(TASK DETAILS) Write out the material below exactly, beginning at the line that contains "Objective — one point per instance of the mirror" and ending with its last line, both ends included; write nothing else.
+++
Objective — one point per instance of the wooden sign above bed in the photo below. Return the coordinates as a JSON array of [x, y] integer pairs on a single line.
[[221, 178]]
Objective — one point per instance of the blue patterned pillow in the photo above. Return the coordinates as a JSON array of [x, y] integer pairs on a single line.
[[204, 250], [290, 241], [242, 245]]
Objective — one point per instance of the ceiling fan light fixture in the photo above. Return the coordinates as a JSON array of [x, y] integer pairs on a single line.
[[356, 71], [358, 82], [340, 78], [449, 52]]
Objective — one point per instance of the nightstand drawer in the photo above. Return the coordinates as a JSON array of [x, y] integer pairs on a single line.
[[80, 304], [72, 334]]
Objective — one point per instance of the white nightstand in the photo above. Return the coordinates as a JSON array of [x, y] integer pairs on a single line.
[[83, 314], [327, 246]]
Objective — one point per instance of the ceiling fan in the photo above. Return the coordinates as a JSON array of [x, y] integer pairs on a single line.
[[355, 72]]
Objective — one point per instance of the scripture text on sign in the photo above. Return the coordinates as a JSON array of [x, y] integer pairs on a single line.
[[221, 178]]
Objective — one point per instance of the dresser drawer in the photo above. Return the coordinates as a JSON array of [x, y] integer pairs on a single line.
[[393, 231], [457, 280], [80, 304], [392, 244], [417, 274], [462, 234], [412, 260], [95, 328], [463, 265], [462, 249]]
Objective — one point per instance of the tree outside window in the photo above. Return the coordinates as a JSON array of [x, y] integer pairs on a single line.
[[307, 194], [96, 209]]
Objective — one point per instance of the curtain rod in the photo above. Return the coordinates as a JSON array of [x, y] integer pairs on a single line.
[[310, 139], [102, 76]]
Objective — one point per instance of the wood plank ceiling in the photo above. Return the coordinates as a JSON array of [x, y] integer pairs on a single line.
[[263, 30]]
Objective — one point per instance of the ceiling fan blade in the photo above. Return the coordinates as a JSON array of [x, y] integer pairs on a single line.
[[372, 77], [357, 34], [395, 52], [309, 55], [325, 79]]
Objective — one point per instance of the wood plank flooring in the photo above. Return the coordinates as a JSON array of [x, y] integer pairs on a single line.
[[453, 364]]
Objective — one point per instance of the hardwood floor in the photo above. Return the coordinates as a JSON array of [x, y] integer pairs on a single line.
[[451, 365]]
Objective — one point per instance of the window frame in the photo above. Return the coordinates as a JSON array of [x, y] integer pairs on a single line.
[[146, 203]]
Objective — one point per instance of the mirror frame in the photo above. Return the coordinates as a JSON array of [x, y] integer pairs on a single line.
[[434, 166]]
+++
(WRITTEN REPLY)
Objective — one point per instance of the mirror frame in the photo above. Return the coordinates as a JSON array of [x, y] integer pairs on a single line.
[[434, 166]]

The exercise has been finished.